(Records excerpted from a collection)

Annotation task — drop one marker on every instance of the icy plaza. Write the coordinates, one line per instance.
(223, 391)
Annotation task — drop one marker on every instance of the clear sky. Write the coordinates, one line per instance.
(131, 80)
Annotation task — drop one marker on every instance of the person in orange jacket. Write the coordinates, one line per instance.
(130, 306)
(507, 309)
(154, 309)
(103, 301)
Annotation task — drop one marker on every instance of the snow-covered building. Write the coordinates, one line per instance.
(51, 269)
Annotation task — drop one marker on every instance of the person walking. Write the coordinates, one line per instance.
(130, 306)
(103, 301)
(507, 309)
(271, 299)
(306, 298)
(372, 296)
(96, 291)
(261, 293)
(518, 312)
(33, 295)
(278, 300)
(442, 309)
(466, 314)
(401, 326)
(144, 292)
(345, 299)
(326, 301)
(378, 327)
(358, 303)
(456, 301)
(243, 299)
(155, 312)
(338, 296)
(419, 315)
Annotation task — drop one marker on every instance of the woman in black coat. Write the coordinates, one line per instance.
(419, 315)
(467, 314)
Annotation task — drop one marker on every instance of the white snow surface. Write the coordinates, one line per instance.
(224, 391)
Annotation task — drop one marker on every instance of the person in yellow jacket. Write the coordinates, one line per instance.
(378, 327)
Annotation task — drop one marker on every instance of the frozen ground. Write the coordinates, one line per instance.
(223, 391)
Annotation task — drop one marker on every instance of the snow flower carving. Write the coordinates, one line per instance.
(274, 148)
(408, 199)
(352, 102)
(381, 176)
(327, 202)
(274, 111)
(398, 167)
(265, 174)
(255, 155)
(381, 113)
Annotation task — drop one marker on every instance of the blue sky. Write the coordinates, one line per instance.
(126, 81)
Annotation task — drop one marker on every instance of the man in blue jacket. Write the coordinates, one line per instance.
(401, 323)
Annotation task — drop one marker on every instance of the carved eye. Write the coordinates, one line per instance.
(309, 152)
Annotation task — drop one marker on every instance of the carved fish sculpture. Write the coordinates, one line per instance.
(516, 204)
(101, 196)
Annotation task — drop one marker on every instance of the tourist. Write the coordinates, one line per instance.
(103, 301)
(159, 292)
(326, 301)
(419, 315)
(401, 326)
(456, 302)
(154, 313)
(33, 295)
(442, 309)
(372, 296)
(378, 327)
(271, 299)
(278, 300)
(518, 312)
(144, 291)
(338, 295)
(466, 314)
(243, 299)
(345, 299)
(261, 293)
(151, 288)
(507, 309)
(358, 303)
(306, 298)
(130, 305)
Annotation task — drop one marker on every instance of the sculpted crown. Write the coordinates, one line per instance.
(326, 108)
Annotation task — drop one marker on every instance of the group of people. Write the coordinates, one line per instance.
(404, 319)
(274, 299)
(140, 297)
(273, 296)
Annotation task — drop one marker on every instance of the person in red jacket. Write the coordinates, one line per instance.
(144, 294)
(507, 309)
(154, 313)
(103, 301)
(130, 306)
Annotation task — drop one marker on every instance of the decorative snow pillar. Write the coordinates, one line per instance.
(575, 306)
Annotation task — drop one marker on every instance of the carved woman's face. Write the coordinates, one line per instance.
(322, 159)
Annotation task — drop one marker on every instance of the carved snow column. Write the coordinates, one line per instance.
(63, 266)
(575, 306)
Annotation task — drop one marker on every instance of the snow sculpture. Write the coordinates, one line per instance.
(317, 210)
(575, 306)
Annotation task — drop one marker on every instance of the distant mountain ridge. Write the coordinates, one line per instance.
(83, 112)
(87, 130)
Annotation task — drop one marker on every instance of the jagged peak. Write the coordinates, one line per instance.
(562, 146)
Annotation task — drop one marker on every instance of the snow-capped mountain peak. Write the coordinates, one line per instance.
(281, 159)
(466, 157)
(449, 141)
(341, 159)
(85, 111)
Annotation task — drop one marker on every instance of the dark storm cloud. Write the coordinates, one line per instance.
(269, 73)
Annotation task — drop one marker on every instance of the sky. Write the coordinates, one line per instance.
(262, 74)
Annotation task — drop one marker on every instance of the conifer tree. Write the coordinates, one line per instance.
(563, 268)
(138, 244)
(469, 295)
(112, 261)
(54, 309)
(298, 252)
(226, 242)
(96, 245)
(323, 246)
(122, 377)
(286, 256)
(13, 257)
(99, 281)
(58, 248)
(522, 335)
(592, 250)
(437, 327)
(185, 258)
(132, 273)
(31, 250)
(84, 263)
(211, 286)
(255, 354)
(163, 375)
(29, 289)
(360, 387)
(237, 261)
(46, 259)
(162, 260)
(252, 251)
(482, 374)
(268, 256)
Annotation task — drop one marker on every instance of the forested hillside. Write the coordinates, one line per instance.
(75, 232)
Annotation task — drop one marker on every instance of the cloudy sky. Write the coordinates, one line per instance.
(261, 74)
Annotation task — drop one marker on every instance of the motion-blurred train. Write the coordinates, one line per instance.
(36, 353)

▸ **DO THIS**
Copy, character for character, the lines from the line that holds "ridge. Write the coordinates, one line per instance." through the final line of the records above.

▸ **SOLUTION**
Annotation task — drop one marker on every instance of the distant mountain ridge. Write the coordinates, one line per instance.
(83, 112)
(87, 130)
Annotation task — drop one marker on every instance of the jagged peak. Write the coordinates, one line per instance.
(562, 146)
Annotation task — drop one marker on every instance of the snow-capped mountain peak. Write the coordinates, one line per instance.
(281, 159)
(466, 157)
(449, 141)
(341, 159)
(85, 111)
Annotation task — drop one marker on every instance of the dark storm cloud. Write the coordinates, one line per instance.
(269, 73)
Annotation task — drop one marker on every instance of the sky. Write the coordinates, one line per instance.
(262, 74)
Annotation task — drop one marker on every instance of the conifer tree. Write the coordinates, one line per instance.
(563, 268)
(138, 244)
(469, 295)
(112, 261)
(54, 309)
(298, 252)
(226, 242)
(96, 245)
(323, 246)
(122, 377)
(286, 256)
(13, 257)
(99, 281)
(58, 248)
(522, 335)
(592, 250)
(437, 327)
(185, 258)
(132, 273)
(31, 250)
(84, 263)
(211, 286)
(255, 354)
(163, 375)
(29, 289)
(360, 387)
(237, 261)
(46, 259)
(162, 260)
(252, 251)
(482, 374)
(268, 256)
Annotation task — drop one marker on every instance of the forested hillside. Write the coordinates, one line per instance.
(75, 232)
Annotation task — drop one marker on every instance of the cloudy sky. Write the coordinates, one line per instance.
(261, 74)
Annotation task — drop one marker on every instance of the motion-blurred train. Write the coordinates, one line per instance.
(36, 353)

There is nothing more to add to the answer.